— Text for analysis —
--------------------------------

Subcutaneous adipose tissue was removed from C57BL/6 mice aged 6–7 weeks, and lipid-filled mature adipocytes were prepared and cultured in ceiling cultures as previously described8,20 (see Supplementary material online for details). As before, these cells were referred to as dedifferentiated adipocytes (DFAT cells).8 Adipose stromal cells (ASC) were prepared and cultured as previously described.8 The investigation conformed to the Guide for the Care and Use of Laboratory Animals published by the US National Institutes of Health (NIH Publications No. 85-23, revised 1996), and had been approved by the Institutional Review Board of the University of California, Los Angeles.

--------------------------------

[Natural language region descriptions]

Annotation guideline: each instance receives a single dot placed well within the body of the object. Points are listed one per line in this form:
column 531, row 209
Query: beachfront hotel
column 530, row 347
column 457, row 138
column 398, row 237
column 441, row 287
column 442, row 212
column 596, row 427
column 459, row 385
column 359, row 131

--------------------------------

— Problem A —
Could you condense the paragraph in the passage on mouse adipocyte preparation that opens with "Subcutaneous adipose tissue was removed" into a short bulleted list that keeps its main facts?
— Problem B —
According to the passage on mouse adipocyte preparation, which body approved the investigation?
— Problem C —
Retype part of the passage on mouse adipocyte preparation, beginning at the words "Subcutaneous adipose tissue" and stopping after "California, Los Angeles.".

— Exercise response A —
- Source: subcutaneous adipose tissue from C57BL/6 mice aged 6–7 weeks
- Lipid-filled mature adipocytes were prepared and grown in ceiling cultures, as in earlier work
- These cells are called dedifferentiated adipocytes (DFAT cells)
- Adipose stromal cells (ASC) were prepared and cultured as previously described
- The study conformed to the NIH Guide for the Care and Use of Laboratory Animals (NIH Publications No. 85-23, revised 1996)
- The Institutional Review Board of the University of California, Los Angeles approved it

— Exercise response B —
The Institutional Review Board of the University of California, Los Angeles.

— Exercise response C —
Subcutaneous adipose tissue was removed from C57BL/6 mice aged 6–7 weeks, and lipid-filled mature adipocytes were prepared and cultured in ceiling cultures as previously described8,20 (see Supplementary material online for details). As before, these cells were referred to as dedifferentiated adipocytes (DFAT cells).8 Adipose stromal cells (ASC) were prepared and cultured as previously described.8 The investigation conformed to the Guide for the Care and Use of Laboratory Animals published by the US National Institutes of Health (NIH Publications No. 85-23, revised 1996), and had been approved by the Institutional Review Board of the University of California, Los Angeles.